Task item:
Repeat all of the data exactly. Leave nothing out.

[Stored data entries]
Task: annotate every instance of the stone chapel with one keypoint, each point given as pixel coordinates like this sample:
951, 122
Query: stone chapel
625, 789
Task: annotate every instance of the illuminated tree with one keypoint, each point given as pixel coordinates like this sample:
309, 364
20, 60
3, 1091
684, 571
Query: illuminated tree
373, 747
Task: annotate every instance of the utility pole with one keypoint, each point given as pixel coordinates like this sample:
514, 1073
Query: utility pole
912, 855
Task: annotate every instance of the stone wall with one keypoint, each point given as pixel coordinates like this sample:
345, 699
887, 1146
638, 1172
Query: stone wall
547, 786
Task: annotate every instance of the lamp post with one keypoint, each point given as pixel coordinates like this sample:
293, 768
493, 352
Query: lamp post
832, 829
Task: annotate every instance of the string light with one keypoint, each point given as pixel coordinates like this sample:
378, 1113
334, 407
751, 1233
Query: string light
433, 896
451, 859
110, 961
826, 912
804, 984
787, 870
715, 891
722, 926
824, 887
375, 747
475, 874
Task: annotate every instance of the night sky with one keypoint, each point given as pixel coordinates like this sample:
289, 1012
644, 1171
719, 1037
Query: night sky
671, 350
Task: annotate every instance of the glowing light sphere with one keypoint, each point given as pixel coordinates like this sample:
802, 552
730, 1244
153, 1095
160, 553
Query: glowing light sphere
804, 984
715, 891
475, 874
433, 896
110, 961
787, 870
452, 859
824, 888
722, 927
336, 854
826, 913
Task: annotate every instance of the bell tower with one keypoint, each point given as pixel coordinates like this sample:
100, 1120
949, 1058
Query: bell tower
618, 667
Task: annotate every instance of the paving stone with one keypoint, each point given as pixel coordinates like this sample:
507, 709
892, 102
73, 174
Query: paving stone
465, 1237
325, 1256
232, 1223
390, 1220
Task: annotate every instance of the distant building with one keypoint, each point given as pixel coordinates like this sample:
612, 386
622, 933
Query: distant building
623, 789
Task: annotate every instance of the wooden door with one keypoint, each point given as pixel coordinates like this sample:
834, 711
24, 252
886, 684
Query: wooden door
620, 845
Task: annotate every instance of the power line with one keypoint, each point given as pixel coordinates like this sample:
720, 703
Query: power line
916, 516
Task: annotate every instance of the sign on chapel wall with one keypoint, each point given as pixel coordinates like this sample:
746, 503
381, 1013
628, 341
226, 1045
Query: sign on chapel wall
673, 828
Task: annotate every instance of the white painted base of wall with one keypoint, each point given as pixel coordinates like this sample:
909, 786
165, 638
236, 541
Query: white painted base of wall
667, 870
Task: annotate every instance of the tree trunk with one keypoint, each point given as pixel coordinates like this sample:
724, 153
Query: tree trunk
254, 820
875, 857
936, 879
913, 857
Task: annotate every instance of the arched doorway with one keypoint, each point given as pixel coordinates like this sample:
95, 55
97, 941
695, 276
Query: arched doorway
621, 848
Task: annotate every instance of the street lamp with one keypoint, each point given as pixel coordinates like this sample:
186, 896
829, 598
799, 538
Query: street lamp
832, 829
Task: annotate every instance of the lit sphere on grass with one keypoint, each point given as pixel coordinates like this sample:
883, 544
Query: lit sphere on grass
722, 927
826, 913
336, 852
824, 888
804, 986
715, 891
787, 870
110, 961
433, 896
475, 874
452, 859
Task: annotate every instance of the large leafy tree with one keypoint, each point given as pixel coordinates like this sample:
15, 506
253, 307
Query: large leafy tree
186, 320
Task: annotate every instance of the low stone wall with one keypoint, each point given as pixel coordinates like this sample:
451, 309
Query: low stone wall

Result for this exercise:
Task: annotate every instance of the stone chapel with one keypoint, each point given as pixel coordinates like this sample:
951, 122
Query: stone chapel
625, 789
Task: annotate every instance of the illuminated tree with one keypoint, each point given as pixel coordinates like this sample:
309, 364
20, 60
3, 1091
684, 571
Query: illuminated tree
373, 747
Task: annotate every instance of the utility pole with one keypoint, each point given as pixel coordinates like this sample:
514, 1073
Query: utility pole
912, 855
Task: annotate every instance of the stone wall with one keypoint, each point given as pixel coordinates like this sample:
345, 699
887, 1146
638, 1172
Query: stone wall
547, 786
Task: annotate every instance of the lamp post with one keypoint, each point given as pixel coordinates like this sample:
293, 768
493, 352
Query: lamp post
832, 829
Task: annotate every instance of the string light with one keypoint, each point given as pixel coordinates like this sample:
378, 1113
334, 407
751, 1233
Query: string light
433, 896
451, 859
110, 961
826, 912
804, 984
787, 870
715, 891
722, 926
824, 887
375, 747
475, 874
Task: annotate every instance of the night sky with one keypoint, each point given as pixel coordinates like this sample:
289, 1012
644, 1171
719, 1037
Query: night sky
671, 350
Task: annotate every instance of the glowing light sphere with one keypoint, each point given as pixel coordinates like this sample:
802, 552
730, 1244
153, 1095
160, 553
Query: glowing light sphere
804, 984
715, 891
475, 874
433, 896
110, 961
787, 870
452, 859
824, 888
722, 927
336, 854
826, 913
Task: annotate every instance of the bell tower with one keypoint, each point given as pixel coordinates like this sample:
100, 1120
949, 1058
Query: bell tower
618, 667
Task: annotate every instance of the paving stone with one keypoint, each point given as pixel coordinates like this sample:
507, 709
892, 102
73, 174
Query: paving stone
465, 1237
325, 1256
232, 1223
390, 1220
Task: annotate every instance of the distant building with one keypoint, each point given as pixel coordinates like this sample:
612, 386
622, 933
Query: distant building
623, 789
Task: annotate every instance of the wooden door with one keypoint, each point given as pixel coordinates like this sample:
834, 711
24, 252
886, 684
Query: wooden door
620, 845
Task: annotate every instance of the power line with one keypoint, each point given as pixel coordinates like this sample:
720, 703
Query: power line
916, 516
Task: annotate every instance of the sign on chapel wall with one keypoint, each point given as pixel coordinates like this sample:
746, 503
381, 1013
628, 341
226, 1045
Query: sign on chapel wall
673, 828
Task: annotate every instance of the white painted base of wall with one keypoint, each point given as pixel coordinates like this sample:
909, 786
165, 638
236, 541
Query: white painted base of wall
667, 870
Task: annotate every instance of the tree trunk with one keypoint, each point given as pixel coordinates like this sample:
724, 153
Query: tree trunk
254, 820
875, 857
936, 879
913, 857
Task: annotate every instance of the arched doorway with one keypoint, each point given as pixel coordinates like this sample:
95, 55
97, 941
695, 276
Query: arched doorway
621, 848
Task: annotate every instance of the street lamp with one keypoint, each point given as pixel coordinates like this sample:
186, 896
829, 598
799, 538
Query: street lamp
832, 829
Task: annotate every instance of the lit sphere on grass with one keypoint, each point given as pixel coordinates like this sample:
883, 544
Query: lit sphere on grass
722, 927
826, 913
336, 852
824, 888
804, 986
715, 891
787, 870
110, 961
433, 896
475, 874
452, 859
Task: annotate every instance of the large leafy tree with one keypoint, each point given as pixel coordinates like this sample:
15, 506
253, 307
Query: large leafy tree
186, 320
Task: annotate every instance of the low stone wall with one keypoint, each point given as pixel coordinates like this sample:
451, 309
Query: low stone wall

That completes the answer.